Instructions to follow: The required output is the exact sequence of lines from the line holding "Question. The picture above shows the bridge" to the end of the records, inclusive.

Records from a data collection:
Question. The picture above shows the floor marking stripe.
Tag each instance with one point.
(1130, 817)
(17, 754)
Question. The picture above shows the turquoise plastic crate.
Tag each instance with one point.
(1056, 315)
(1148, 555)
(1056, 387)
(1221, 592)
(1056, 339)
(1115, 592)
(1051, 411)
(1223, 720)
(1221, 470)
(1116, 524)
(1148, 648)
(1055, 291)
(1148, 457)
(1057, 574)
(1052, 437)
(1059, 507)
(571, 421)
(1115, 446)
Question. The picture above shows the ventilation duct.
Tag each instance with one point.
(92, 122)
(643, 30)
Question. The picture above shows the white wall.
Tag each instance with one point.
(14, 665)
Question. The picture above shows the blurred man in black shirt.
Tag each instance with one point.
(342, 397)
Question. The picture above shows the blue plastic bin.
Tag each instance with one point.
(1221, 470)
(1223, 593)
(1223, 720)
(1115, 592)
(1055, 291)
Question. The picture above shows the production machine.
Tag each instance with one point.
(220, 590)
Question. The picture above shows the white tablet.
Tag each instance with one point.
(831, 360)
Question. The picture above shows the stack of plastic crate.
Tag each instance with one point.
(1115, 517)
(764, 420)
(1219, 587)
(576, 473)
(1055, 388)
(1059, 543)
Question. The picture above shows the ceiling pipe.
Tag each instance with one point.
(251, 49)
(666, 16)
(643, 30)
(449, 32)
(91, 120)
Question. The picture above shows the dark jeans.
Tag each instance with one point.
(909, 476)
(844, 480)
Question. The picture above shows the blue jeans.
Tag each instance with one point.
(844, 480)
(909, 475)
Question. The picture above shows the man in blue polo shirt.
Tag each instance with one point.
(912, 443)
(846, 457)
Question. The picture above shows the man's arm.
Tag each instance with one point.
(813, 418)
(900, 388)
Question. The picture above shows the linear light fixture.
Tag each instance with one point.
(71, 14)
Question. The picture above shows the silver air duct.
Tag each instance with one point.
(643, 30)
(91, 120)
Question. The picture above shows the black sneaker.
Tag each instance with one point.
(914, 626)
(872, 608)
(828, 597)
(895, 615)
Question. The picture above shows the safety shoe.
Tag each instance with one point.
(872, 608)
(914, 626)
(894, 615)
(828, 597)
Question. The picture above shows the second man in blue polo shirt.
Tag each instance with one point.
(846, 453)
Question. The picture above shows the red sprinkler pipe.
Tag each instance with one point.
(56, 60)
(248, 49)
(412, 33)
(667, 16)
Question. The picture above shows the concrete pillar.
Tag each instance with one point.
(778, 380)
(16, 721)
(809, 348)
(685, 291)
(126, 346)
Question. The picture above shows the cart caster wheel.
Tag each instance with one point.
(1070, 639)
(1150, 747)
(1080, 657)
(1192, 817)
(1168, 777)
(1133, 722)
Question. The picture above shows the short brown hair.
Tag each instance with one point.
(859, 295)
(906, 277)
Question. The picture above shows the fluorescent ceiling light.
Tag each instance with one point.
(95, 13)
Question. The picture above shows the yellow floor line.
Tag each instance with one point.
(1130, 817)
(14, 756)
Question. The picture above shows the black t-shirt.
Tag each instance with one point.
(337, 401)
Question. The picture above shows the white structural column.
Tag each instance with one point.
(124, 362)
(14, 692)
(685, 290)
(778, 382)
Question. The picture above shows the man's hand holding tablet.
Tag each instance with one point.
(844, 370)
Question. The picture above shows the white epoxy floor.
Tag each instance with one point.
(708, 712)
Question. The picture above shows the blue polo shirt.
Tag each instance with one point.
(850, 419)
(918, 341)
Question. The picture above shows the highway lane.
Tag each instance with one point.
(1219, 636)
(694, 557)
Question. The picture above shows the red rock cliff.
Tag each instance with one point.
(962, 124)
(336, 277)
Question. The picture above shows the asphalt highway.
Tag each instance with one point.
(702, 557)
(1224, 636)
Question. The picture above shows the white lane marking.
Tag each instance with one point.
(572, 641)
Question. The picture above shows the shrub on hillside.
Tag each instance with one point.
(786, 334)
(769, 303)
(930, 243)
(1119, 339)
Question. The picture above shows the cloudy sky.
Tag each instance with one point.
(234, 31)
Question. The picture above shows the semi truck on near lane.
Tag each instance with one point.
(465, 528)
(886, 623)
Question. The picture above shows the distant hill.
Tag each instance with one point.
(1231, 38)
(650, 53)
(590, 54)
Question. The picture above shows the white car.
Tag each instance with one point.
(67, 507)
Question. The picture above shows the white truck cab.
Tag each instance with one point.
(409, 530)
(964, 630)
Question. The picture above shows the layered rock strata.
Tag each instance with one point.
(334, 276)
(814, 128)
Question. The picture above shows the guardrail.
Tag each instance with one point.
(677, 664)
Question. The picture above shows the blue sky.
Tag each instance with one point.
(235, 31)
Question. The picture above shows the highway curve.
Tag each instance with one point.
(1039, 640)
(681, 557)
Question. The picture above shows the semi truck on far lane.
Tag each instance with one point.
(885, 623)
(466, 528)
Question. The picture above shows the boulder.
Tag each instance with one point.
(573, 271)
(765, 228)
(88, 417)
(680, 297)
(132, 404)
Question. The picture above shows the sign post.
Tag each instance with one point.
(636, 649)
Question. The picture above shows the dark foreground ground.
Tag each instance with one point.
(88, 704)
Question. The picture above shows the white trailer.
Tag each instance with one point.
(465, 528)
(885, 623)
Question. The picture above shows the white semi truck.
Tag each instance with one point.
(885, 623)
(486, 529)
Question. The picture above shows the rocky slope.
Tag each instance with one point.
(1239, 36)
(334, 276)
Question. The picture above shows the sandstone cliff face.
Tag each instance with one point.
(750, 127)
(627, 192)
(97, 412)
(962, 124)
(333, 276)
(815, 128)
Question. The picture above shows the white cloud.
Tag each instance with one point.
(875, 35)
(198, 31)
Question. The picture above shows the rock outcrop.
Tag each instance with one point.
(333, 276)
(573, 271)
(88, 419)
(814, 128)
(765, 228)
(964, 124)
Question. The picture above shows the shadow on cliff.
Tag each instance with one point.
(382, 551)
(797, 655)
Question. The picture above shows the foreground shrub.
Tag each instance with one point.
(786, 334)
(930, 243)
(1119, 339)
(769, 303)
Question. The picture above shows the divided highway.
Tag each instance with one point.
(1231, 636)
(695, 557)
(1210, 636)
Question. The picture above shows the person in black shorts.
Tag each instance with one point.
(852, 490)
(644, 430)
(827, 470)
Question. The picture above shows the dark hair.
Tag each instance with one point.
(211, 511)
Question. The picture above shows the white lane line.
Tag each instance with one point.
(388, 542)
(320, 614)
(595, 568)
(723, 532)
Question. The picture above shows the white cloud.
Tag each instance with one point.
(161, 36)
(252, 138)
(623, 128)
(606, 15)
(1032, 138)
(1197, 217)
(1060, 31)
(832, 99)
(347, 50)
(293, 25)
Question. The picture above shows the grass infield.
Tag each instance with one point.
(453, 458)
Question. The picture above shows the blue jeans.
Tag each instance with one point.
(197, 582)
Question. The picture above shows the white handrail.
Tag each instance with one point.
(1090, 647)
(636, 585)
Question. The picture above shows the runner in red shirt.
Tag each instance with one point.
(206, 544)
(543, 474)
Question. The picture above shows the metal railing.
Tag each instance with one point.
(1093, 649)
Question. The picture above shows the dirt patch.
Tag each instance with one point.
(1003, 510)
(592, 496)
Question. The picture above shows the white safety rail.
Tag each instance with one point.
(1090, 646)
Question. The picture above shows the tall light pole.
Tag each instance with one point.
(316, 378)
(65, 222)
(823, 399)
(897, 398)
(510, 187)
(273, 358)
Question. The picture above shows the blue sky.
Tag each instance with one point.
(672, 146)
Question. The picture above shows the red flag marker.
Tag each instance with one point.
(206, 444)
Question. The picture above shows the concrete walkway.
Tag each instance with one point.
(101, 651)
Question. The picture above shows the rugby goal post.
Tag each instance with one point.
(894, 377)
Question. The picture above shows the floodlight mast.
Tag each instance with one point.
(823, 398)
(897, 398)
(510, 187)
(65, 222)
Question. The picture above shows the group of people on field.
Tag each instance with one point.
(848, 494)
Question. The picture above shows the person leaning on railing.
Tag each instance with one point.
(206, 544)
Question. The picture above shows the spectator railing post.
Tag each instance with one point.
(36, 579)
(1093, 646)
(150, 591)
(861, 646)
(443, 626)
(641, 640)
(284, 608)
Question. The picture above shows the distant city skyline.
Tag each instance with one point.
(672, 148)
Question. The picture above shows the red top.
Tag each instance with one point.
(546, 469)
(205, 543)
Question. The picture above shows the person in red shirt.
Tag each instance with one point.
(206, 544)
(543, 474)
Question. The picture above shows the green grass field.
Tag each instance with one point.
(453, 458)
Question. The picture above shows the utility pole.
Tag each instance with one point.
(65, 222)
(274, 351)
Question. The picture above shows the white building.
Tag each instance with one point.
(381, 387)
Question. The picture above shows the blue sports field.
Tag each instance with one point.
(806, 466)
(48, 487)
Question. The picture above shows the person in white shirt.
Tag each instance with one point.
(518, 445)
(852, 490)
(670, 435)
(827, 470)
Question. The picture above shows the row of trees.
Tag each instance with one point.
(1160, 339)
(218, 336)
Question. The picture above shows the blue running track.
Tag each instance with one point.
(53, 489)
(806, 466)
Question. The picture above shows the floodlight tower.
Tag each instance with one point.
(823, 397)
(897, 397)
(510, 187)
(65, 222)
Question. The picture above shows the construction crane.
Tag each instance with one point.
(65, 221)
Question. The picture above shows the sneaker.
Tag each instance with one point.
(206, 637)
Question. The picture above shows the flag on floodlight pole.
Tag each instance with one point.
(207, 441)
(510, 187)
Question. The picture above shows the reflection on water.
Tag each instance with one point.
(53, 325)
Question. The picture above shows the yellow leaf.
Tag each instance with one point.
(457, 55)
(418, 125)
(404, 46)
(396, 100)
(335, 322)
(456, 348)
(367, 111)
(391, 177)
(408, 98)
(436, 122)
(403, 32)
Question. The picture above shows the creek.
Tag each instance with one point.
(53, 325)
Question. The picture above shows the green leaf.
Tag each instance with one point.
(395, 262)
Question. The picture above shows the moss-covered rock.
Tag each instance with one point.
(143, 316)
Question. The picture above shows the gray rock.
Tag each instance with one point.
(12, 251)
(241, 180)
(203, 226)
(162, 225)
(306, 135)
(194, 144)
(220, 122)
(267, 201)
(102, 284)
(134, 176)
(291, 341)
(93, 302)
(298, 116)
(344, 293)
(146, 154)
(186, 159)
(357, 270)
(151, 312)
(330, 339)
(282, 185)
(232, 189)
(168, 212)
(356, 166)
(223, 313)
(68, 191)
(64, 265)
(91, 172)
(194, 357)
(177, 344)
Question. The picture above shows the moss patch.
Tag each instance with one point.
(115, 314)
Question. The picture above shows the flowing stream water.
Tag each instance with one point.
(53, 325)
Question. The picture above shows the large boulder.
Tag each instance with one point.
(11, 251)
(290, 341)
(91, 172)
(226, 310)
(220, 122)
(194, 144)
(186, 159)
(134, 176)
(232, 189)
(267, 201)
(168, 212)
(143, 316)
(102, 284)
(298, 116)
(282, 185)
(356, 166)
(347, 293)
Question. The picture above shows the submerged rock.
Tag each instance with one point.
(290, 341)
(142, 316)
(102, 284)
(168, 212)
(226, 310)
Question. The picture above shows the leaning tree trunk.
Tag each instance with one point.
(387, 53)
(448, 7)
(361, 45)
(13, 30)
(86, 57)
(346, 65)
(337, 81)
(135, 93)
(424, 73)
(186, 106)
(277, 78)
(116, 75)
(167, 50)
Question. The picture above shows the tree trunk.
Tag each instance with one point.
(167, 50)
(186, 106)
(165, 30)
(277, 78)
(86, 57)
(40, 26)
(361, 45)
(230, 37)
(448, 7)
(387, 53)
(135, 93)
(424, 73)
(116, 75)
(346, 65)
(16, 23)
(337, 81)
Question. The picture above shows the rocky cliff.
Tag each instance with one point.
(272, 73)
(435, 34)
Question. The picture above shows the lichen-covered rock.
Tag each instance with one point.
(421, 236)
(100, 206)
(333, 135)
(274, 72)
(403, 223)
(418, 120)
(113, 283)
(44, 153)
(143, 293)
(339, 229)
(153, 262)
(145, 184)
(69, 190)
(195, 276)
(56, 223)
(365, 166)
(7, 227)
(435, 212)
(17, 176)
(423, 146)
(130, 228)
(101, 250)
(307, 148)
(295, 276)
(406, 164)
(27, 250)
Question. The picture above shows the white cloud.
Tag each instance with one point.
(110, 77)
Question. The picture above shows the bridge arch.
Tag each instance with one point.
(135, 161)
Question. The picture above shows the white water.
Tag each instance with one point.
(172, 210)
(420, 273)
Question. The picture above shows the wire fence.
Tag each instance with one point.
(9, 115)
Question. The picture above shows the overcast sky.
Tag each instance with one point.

Finished exercise:
Question. The picture above shows the bridge arch.
Tag each instance with one point.
(135, 161)
Question. The picture above shows the white water.
Tag each instance with one point.
(172, 210)
(420, 273)
Question. The picture above shows the wire fence.
Tag each instance with one point.
(9, 115)
Question. The picture above shows the overcast sky.
Tag each instance with one point.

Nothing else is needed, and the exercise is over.